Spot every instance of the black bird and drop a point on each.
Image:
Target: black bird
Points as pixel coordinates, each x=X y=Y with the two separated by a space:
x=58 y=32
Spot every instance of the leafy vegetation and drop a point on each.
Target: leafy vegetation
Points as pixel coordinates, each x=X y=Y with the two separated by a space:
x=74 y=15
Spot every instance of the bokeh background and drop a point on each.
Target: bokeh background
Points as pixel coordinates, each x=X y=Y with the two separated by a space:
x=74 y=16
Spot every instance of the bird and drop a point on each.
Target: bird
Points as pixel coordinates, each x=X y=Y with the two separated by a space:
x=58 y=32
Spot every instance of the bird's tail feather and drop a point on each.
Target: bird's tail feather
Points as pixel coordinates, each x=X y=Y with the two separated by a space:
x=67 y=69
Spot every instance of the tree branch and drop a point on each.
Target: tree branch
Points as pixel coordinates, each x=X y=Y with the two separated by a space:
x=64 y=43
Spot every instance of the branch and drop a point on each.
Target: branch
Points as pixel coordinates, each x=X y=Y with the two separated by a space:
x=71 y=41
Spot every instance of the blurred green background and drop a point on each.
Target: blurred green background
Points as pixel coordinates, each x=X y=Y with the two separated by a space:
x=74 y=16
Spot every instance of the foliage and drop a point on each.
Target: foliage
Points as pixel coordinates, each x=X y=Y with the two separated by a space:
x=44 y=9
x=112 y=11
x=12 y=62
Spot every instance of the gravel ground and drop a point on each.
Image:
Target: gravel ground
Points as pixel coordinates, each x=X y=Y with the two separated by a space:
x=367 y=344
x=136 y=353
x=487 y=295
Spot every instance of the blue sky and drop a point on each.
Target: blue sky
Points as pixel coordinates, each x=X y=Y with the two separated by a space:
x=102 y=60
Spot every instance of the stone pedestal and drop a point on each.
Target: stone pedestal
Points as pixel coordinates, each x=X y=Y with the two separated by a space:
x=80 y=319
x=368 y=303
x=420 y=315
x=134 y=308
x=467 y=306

Your goal
Lines from the one with "Target: blue sky" through the final line of the listing above should be duplicated word for word, and nothing else included.

Answer section
Target: blue sky
Points as pixel coordinates, each x=X y=Y with the two separated by a space:
x=102 y=60
Spot every instance of the stone pedestal and drop a point on each.
Target: stone pedestal
Points as pixel coordinates, each x=X y=Y with the two separated by a space:
x=80 y=319
x=368 y=303
x=420 y=315
x=134 y=308
x=467 y=306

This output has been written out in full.